EXERCISE DETAILS
Put the entries, starting at the top and ending at the line containing "left=9, top=404, right=300, bottom=445", into a two-column CSV with the headers entry_text and result. Give one row per entry, holding its text and its answer, with each value in a single quoted field and line breaks replaced by spaces.

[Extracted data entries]
========================================================================
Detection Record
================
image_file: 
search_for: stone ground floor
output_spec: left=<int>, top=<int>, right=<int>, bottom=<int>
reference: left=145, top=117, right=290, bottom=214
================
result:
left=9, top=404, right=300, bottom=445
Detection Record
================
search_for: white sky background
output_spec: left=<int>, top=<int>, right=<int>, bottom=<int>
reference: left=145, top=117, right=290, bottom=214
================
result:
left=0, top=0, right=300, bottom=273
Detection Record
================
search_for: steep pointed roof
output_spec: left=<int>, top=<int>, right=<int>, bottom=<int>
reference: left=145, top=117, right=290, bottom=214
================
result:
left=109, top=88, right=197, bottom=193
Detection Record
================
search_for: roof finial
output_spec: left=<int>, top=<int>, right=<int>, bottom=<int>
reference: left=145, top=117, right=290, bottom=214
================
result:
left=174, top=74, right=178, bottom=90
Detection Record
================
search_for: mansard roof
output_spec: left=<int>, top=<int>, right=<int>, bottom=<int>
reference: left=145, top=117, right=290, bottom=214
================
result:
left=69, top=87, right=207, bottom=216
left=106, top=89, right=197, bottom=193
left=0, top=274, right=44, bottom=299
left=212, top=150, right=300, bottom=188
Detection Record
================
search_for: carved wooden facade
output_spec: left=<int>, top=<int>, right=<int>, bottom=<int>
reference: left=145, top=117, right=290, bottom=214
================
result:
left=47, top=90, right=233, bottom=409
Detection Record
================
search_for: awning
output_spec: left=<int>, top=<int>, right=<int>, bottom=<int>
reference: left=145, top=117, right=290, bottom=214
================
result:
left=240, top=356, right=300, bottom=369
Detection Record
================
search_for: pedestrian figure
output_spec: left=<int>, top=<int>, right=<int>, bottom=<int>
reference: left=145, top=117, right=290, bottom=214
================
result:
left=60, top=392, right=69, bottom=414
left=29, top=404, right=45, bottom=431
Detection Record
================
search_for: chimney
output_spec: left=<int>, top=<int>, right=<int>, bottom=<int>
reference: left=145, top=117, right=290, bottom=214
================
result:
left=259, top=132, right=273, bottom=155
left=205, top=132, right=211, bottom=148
========================================================================
RESULT BELOW
entry_text,result
"Detection Record ================ image_file: search_for: stone ground floor output_spec: left=<int>, top=<int>, right=<int>, bottom=<int> reference: left=145, top=117, right=290, bottom=214 ================ result:","left=9, top=404, right=300, bottom=445"